● Required action
Copy out every line of the items below that contains the string "clicks". Count only matches with the same capitalization.
========================
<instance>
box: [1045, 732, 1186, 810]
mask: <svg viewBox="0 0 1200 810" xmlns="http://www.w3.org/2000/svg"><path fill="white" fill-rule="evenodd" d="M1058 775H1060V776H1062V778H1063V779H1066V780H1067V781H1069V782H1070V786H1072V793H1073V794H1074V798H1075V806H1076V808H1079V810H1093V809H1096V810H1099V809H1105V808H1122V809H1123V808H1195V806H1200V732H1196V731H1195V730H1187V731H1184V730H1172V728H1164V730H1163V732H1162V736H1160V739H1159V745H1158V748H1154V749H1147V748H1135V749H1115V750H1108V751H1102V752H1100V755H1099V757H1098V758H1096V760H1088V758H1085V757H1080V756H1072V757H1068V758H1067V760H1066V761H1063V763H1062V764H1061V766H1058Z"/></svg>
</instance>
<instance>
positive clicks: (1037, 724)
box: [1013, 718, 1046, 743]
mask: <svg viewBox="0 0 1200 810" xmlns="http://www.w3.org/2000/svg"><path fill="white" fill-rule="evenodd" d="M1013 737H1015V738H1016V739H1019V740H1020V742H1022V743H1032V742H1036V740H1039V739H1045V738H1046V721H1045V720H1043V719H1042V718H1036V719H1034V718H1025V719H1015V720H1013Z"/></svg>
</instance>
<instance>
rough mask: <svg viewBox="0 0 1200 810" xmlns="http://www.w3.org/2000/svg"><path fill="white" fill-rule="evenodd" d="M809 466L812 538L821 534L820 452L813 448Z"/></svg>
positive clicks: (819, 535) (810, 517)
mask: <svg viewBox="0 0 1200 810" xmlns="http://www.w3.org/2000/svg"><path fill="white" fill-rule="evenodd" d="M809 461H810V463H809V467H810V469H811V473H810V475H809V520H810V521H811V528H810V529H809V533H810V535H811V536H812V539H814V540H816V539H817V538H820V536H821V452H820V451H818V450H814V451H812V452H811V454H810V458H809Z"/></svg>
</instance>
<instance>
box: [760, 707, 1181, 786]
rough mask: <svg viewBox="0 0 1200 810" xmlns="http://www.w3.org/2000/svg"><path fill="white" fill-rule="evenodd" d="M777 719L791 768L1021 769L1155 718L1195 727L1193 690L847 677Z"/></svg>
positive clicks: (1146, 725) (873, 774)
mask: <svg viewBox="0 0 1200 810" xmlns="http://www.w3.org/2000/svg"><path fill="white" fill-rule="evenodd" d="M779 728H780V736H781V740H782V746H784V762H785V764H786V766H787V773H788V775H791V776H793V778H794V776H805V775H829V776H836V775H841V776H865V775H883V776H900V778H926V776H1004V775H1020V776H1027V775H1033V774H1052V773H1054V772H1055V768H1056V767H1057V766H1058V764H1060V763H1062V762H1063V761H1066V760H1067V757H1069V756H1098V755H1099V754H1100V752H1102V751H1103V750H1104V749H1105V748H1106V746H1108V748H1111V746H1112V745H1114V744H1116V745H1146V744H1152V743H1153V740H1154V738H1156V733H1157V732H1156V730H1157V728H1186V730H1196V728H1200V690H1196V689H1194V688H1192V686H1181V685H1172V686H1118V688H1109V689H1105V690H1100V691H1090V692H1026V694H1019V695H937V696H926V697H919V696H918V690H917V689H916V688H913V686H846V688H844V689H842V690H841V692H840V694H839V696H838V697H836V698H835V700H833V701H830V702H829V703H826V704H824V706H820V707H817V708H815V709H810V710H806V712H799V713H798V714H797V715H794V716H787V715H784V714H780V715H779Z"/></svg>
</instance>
========================
● Task response
positive clicks: (1037, 724)
positive clicks: (819, 535) (810, 517)
positive clicks: (1146, 725) (873, 774)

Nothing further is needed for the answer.